▸ **Records drawn from a dataset**
......
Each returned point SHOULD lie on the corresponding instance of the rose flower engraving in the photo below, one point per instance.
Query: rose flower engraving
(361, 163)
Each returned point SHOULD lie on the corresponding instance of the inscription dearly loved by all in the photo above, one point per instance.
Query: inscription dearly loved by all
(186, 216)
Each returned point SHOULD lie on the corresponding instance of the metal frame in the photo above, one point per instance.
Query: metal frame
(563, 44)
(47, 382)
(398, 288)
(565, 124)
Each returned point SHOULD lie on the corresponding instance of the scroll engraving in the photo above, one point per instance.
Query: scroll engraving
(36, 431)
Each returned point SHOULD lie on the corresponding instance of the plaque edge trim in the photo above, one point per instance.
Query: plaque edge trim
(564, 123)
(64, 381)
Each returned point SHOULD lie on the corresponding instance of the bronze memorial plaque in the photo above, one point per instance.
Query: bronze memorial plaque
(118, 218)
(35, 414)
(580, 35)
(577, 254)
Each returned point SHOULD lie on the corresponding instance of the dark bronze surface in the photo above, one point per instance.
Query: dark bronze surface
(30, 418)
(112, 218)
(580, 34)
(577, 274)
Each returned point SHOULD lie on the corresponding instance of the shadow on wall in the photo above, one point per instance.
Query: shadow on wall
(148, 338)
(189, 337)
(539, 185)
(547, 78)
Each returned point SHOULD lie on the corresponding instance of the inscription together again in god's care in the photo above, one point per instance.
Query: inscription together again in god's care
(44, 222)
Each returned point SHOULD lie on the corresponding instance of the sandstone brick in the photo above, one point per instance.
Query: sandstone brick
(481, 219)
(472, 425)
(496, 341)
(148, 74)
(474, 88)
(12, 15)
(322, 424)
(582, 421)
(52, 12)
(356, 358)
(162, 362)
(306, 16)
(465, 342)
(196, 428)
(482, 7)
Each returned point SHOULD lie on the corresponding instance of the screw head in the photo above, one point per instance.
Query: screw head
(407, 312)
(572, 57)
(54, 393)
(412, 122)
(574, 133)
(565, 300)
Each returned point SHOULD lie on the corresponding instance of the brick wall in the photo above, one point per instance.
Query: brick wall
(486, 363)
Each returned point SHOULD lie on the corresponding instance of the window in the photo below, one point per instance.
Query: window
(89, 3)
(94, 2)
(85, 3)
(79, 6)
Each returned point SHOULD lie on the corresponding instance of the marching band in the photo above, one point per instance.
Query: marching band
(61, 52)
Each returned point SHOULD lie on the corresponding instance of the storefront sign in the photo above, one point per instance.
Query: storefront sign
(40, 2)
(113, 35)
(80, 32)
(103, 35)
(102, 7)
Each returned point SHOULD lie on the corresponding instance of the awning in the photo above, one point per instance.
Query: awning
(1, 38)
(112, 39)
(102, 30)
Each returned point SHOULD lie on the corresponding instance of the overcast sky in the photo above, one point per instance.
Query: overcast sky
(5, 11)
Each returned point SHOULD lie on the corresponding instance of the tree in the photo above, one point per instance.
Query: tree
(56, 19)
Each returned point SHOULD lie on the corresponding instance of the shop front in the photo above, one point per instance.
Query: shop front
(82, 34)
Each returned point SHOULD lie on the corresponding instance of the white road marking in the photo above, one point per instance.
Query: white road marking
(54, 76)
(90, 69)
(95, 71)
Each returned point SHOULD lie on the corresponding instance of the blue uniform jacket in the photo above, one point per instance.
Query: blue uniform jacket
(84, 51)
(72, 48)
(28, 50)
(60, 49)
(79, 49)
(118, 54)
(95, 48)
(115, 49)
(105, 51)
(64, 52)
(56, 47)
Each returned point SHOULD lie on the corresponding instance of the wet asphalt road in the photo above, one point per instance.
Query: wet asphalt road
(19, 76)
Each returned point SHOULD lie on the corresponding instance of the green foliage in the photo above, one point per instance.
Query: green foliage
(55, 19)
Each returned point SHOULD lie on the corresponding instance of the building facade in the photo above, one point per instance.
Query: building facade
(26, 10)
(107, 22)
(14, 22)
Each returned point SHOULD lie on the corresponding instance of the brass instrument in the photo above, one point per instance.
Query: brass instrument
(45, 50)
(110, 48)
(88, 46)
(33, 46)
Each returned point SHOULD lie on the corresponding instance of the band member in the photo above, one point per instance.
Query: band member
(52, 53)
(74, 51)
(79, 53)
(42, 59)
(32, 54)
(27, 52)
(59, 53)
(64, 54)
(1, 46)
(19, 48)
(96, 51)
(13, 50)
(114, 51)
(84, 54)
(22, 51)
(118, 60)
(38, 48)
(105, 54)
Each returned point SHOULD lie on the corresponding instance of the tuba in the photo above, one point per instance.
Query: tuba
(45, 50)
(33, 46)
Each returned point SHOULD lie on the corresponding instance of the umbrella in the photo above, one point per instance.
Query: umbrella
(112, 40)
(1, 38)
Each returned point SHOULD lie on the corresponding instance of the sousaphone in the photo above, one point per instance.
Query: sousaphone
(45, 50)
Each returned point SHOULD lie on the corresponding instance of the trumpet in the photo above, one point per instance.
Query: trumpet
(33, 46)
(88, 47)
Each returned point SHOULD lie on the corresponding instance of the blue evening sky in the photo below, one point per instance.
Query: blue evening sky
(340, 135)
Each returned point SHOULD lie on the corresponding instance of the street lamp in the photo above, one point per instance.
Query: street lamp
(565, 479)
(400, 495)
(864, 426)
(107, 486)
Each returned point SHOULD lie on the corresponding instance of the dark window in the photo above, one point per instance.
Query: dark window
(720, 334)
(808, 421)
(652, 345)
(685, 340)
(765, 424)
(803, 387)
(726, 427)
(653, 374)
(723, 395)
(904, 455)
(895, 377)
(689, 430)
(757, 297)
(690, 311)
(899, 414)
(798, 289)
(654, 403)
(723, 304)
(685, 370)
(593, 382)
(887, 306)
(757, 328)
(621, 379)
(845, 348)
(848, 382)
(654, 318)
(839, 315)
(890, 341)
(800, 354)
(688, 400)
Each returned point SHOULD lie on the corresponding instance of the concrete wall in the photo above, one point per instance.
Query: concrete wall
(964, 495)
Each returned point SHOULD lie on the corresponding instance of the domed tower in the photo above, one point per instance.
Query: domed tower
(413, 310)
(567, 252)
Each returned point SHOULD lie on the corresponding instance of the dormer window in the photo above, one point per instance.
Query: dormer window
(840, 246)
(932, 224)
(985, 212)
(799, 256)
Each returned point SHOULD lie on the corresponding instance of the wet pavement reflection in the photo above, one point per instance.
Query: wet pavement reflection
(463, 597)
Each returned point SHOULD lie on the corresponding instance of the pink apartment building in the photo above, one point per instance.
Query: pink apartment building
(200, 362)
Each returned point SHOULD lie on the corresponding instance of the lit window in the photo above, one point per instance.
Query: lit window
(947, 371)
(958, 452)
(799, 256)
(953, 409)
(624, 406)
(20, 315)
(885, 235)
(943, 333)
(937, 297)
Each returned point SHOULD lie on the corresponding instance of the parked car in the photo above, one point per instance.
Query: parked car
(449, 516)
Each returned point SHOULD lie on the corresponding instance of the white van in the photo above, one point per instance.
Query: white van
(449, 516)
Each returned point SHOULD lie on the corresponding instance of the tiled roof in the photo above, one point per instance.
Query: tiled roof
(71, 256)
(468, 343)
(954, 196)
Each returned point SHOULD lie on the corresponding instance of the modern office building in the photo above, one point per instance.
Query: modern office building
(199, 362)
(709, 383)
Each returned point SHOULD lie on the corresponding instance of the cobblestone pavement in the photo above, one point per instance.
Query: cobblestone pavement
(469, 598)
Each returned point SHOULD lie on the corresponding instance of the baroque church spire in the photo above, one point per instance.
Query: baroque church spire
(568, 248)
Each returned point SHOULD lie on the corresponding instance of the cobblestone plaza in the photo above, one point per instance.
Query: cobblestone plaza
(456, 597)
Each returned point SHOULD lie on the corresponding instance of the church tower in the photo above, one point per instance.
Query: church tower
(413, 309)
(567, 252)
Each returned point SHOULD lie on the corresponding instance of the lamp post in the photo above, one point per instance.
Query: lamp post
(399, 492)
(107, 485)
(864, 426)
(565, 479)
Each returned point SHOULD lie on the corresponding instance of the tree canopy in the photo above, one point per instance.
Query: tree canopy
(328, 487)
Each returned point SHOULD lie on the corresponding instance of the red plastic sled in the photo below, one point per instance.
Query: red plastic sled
......
▸ **TASK DETAILS**
Lines holding "below": give how many there are in the entries above, and nothing more.

▸ **RESULT**
4